Set down exactly the lines from the one containing "Two rules. Place a point on every instance of the child" through the end of the records below, both included, and nothing else.

-------- RECORDS PROVIDED

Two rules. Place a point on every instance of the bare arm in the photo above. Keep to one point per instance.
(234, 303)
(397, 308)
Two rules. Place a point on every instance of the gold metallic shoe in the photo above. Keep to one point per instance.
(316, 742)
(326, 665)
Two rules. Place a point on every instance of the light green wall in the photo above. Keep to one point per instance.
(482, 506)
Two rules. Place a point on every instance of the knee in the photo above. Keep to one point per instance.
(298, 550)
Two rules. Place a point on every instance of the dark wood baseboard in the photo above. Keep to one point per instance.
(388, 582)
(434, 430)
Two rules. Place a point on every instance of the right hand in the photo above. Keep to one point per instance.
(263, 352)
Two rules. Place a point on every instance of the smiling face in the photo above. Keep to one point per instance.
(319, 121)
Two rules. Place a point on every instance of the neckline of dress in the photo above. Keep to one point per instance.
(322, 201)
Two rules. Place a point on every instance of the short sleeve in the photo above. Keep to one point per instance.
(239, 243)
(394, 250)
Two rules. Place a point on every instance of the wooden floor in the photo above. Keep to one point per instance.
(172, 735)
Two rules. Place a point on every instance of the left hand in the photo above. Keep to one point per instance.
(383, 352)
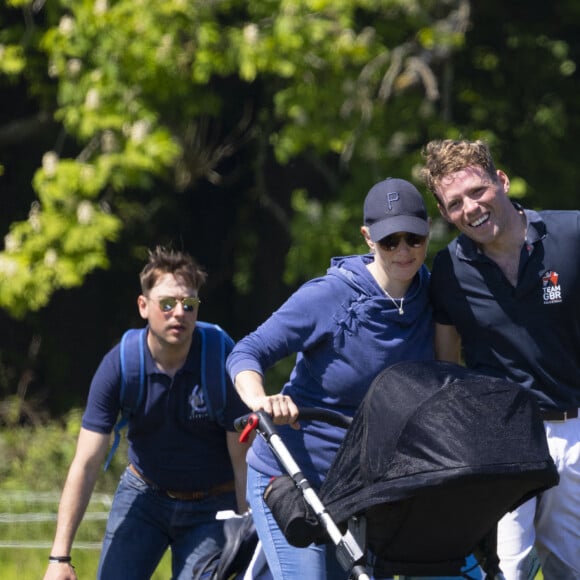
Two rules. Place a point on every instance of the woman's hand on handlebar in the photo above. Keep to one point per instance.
(280, 407)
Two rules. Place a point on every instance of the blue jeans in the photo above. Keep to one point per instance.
(144, 522)
(284, 560)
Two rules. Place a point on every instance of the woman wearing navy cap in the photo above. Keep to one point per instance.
(368, 312)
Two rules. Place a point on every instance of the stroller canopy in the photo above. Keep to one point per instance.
(435, 456)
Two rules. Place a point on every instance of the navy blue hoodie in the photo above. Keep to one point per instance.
(345, 331)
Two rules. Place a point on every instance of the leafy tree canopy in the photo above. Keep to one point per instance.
(136, 84)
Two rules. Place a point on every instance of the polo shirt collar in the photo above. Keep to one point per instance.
(466, 248)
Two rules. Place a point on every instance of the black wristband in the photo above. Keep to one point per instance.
(59, 559)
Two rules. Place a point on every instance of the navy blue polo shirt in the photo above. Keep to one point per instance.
(172, 440)
(529, 333)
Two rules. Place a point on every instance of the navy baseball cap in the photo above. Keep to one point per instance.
(395, 205)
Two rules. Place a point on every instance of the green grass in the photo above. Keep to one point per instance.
(30, 564)
(27, 525)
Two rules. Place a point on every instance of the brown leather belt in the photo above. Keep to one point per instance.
(219, 489)
(552, 415)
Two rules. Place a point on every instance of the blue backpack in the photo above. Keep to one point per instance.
(215, 346)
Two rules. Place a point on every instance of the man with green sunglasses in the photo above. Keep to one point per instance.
(185, 462)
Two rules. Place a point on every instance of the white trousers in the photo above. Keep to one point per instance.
(550, 522)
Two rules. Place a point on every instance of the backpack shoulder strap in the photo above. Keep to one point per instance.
(132, 362)
(215, 345)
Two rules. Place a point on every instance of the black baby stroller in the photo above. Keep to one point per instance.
(435, 455)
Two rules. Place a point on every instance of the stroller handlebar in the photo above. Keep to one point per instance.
(262, 420)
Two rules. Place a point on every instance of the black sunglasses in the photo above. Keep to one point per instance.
(391, 243)
(189, 303)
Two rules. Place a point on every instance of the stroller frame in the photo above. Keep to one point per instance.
(349, 551)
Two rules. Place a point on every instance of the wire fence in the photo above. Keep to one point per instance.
(28, 520)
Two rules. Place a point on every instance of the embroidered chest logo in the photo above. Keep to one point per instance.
(550, 288)
(197, 407)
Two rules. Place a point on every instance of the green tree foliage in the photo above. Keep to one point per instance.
(249, 132)
(135, 82)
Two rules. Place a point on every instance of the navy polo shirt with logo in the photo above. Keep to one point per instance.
(172, 440)
(529, 333)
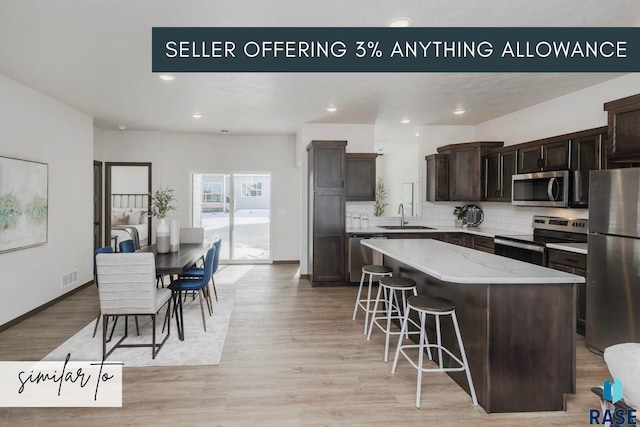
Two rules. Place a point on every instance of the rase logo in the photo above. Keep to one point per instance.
(612, 392)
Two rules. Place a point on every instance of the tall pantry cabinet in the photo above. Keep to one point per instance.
(326, 198)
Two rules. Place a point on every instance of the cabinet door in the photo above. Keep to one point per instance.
(529, 159)
(585, 157)
(624, 129)
(507, 170)
(556, 155)
(437, 177)
(361, 177)
(465, 174)
(492, 177)
(329, 167)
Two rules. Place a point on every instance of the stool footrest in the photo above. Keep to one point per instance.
(438, 369)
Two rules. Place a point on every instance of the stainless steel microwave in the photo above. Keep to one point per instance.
(550, 189)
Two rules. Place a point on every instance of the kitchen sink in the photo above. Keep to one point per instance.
(405, 227)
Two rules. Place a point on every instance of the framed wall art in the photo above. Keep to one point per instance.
(24, 204)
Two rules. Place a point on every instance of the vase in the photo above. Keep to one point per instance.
(174, 235)
(162, 237)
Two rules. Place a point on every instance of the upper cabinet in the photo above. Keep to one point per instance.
(463, 171)
(545, 155)
(624, 129)
(499, 166)
(437, 177)
(361, 176)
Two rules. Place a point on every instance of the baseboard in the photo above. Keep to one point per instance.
(44, 306)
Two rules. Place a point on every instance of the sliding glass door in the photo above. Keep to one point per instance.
(237, 208)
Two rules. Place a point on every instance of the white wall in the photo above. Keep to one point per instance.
(569, 113)
(36, 127)
(175, 156)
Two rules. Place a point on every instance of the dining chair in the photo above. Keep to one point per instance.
(127, 287)
(198, 284)
(103, 250)
(127, 246)
(199, 272)
(107, 250)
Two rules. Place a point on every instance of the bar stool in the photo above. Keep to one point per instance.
(392, 290)
(424, 305)
(371, 270)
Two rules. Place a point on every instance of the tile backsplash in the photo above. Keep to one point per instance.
(502, 216)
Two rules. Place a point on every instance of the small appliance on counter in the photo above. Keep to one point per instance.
(475, 216)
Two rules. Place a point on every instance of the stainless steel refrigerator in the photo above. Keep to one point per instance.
(613, 271)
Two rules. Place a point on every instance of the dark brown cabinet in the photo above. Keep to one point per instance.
(543, 156)
(465, 178)
(498, 169)
(586, 155)
(361, 176)
(624, 129)
(437, 177)
(327, 248)
(574, 263)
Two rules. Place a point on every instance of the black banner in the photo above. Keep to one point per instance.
(529, 49)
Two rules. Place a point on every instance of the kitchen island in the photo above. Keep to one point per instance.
(517, 320)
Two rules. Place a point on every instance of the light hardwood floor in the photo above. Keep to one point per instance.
(292, 357)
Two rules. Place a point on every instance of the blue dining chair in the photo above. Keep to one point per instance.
(199, 272)
(127, 246)
(197, 284)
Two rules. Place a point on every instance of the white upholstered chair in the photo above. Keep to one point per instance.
(127, 287)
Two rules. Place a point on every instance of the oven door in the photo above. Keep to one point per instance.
(521, 251)
(541, 189)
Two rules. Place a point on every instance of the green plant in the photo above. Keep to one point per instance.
(381, 197)
(10, 210)
(460, 212)
(161, 203)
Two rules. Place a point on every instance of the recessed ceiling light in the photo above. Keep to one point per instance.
(399, 22)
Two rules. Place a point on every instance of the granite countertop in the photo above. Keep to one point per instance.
(457, 264)
(480, 231)
(579, 248)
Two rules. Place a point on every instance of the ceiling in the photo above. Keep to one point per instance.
(95, 55)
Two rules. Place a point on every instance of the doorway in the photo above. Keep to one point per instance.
(97, 204)
(235, 207)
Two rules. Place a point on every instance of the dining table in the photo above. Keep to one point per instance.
(175, 263)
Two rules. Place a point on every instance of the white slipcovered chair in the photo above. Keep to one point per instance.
(127, 287)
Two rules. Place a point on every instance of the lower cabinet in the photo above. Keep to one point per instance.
(573, 263)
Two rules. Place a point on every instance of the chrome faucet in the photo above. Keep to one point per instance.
(401, 212)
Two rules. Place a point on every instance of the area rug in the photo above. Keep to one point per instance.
(198, 348)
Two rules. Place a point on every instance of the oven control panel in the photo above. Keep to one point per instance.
(572, 225)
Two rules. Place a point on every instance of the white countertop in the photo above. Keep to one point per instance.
(457, 264)
(579, 248)
(480, 231)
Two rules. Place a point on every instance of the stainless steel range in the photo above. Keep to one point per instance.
(546, 229)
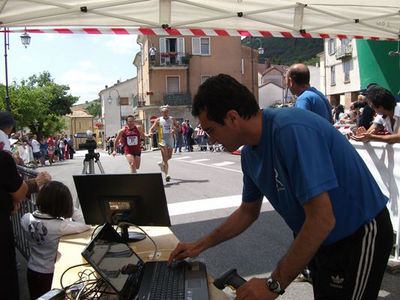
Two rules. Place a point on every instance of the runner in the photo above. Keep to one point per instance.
(130, 137)
(165, 125)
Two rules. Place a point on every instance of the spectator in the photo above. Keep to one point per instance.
(299, 162)
(384, 104)
(308, 98)
(44, 228)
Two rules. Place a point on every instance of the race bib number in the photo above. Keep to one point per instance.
(132, 140)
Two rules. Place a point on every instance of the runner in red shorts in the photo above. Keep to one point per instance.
(130, 137)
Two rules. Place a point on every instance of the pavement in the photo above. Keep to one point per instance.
(253, 253)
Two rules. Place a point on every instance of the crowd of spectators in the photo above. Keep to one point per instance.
(31, 151)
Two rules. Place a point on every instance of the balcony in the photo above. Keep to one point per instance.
(169, 60)
(344, 52)
(175, 99)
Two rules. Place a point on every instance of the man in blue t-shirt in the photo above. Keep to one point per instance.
(308, 98)
(315, 180)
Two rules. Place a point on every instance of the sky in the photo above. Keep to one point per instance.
(86, 63)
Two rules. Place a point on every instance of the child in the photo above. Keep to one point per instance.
(44, 228)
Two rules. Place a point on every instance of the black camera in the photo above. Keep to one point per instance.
(90, 143)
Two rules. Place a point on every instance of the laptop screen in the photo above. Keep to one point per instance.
(114, 260)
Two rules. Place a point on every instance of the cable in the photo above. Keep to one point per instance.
(138, 227)
(66, 270)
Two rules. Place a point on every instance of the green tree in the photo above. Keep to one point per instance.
(94, 108)
(40, 104)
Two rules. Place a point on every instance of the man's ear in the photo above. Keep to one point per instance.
(232, 118)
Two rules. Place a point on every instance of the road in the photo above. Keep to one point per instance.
(204, 189)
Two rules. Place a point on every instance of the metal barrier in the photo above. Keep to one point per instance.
(27, 206)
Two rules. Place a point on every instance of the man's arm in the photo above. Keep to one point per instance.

----------------

RESPONSE TO THIS TASK:
Two rules. Place a point on every instance of the child in the photo above. Keep to one point per instance.
(44, 228)
Two rules. Place a point on every instance of the black camera in the photo above. Keep to one point per instance.
(90, 143)
Two rules. Place a point on every instance of the laptop screen in the photo above. Keep to one point per instance.
(114, 260)
Two rules. Place a point on every instance of the cable in the photo above. Keep to one point per instance.
(138, 227)
(66, 270)
Two rules. Place a point on every instance of the green tree in the photo above. Keep to one point per instance.
(94, 108)
(40, 104)
Two rules. Place a point on every instance of the man's ear in the photo above. Keep to one point per instance.
(232, 118)
Two rules. Place a point on every instance of the road in the photo above. Keep to one point per instance.
(204, 189)
Two rules. Place a point on every instance of the metal barrier in the photo above. Keep to one point per instance.
(27, 206)
Two rules. Place a point on every instance of the man's arm in the photo above. Keep to one point per instance.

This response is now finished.